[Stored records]
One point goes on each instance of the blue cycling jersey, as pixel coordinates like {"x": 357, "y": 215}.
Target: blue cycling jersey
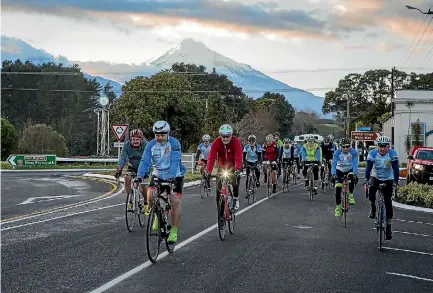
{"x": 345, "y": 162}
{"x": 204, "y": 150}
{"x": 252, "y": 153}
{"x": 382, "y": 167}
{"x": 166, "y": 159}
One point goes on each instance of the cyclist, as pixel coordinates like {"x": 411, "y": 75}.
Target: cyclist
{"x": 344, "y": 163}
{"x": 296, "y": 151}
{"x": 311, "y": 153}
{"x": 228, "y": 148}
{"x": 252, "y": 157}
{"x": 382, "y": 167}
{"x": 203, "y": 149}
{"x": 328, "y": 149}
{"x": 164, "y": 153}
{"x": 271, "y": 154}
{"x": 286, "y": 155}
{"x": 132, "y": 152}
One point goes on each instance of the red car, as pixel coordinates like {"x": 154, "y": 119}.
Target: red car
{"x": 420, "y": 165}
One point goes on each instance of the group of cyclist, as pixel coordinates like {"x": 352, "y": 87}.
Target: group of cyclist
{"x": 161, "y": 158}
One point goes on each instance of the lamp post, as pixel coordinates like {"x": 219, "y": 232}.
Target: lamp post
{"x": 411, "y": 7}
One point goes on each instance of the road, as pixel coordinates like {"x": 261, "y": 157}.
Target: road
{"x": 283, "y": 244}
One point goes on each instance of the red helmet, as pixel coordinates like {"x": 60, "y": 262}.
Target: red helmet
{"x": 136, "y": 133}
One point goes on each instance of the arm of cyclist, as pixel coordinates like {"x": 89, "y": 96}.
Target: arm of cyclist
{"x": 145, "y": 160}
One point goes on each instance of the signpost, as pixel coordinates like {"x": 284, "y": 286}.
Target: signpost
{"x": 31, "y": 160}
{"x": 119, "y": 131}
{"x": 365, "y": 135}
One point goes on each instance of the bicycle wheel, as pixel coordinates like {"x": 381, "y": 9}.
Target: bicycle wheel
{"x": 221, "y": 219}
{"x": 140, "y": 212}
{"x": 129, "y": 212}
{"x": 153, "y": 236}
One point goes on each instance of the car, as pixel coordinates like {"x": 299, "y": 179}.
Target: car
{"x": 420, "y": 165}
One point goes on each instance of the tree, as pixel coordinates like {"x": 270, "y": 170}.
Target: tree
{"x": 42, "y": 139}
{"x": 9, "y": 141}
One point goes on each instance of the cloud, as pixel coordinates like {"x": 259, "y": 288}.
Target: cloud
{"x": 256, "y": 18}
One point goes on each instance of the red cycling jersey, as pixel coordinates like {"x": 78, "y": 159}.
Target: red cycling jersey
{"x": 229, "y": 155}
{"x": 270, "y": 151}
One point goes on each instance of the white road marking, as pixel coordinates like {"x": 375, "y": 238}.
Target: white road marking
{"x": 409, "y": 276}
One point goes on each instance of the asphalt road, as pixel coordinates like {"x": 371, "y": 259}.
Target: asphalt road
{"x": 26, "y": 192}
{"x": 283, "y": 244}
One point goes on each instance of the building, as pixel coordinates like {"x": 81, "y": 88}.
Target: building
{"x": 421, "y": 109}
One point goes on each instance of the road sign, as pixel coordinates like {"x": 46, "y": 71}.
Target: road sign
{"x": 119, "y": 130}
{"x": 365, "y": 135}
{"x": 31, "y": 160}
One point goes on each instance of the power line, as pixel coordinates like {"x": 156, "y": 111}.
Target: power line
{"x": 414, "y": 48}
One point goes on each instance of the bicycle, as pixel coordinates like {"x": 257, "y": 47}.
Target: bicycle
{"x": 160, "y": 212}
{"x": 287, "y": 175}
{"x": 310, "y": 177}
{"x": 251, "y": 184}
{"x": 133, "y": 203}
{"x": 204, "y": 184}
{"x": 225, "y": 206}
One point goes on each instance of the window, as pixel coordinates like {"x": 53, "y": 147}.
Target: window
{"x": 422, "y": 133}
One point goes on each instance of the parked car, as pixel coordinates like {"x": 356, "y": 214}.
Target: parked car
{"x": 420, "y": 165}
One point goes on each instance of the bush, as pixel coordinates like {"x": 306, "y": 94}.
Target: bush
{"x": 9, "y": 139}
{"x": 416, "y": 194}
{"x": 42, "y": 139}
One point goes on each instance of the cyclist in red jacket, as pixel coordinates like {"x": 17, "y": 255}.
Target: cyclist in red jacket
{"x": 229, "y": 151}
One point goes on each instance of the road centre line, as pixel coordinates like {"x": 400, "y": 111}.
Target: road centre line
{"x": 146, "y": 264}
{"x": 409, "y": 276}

● Activity:
Please leave out the pictures as you reproduce the lines exactly, from the first line of the entries through the line containing "One point goes on each instance of the cyclist, as".

● Exercise response:
One point goes on each instance of the blue cycling jersey, as pixel coordinates like {"x": 357, "y": 215}.
Target: blue cycling jersey
{"x": 345, "y": 162}
{"x": 204, "y": 150}
{"x": 252, "y": 153}
{"x": 382, "y": 167}
{"x": 166, "y": 159}
One point goes on each instance of the cyclist, as pixel coordinates like {"x": 411, "y": 75}.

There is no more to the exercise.